- **Text**
^^^^

Within a few days, he seemed exhausted by our piece of America. When my mother’s church tried to convert him, he said “O.K., I believe,” and let them baptize him the following Sunday. He made a good show of it, brandishing his Bible. In private, he said, “Dinajoon, this God business will mess you up. There are two things in life: science and poetry.”

In 2001, Baba tried to come to my college graduation. His visa application was rejected in both Dubai and Istanbul. In 2003, he tried to come to my wedding. That visa request also failed. I wrote to Hillary Clinton, explaining all my efforts and asking for help. An intern called me back and sent me to the U.S. immigration Web site. Secretly I was relieved, not in small part because we were now living in the age of suitcase scans. I left a seat empty for him at my wedding: place card, chocolate box, napkin.

The third time, we met Baba in London. I was twenty-five and my brother Daniel, twenty-two. Daniel had just graduated from N.Y.U. and was working in publishing. I had just left my job as a strategy consultant, at McKinsey & Company, working fifteen hours a day, to take a job as a strategic manager at Saks Fifth Avenue. I was a Princeton grad with a job managing people twice my age. I had just married my college boyfriend, a man who definitely thought his family was better than mine. I was proud, and insecure, and insufferable.

My brother and I were so preoccupied with our new lives in New York that we almost missed the fact that our father had brought his second wife and a two-year-old daughter to London. What did we have in common with an overindulged, fat little Iranian girl begging for Kit-Kats? We were children of asylum and borrowed books and multi-variable calculus, of the Socratic method and cram sessions and lecture halls and alumni grants. We had hard bodies and East Coast brains and pale-faced partners who believed in themselves and adored us for our neuroses. My new stepmother wore floral-print polyester, her toenails painted cherry red and a touch too long. Her daughter’s accent was atrocious. “Babajoon, stop calling her my sister,” I told my father. I asked him to enroll his daughter in an English class. He dropped his head, nodded, and said, “I hope one day, maybe with your new husband, you learn to enjoy this life.”

^^^^

Can you reproduce the passage about Baba word for word, from "Within a few" to "chocolate box, napkin."?

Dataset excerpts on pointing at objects
^^^^

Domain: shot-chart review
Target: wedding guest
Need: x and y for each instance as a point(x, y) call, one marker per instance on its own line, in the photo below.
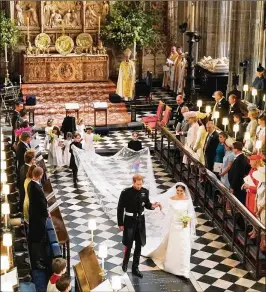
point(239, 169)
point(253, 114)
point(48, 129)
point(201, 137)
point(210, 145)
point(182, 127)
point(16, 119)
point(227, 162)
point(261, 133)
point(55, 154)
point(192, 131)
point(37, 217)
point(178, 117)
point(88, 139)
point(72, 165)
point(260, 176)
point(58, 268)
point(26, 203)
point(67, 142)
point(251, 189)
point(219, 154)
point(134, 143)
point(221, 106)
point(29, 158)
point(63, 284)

^^^^

- **Output of the task**
Within a few days, he seemed exhausted by our piece of America. When my mother’s church tried to convert him, he said “O.K., I believe,” and let them baptize him the following Sunday. He made a good show of it, brandishing his Bible. In private, he said, “Dinajoon, this God business will mess you up. There are two things in life: science and poetry.”

In 2001, Baba tried to come to my college graduation. His visa application was rejected in both Dubai and Istanbul. In 2003, he tried to come to my wedding. That visa request also failed. I wrote to Hillary Clinton, explaining all my efforts and asking for help. An intern called me back and sent me to the U.S. immigration Web site. Secretly I was relieved, not in small part because we were now living in the age of suitcase scans. I left a seat empty for him at my wedding: place card, chocolate box, napkin.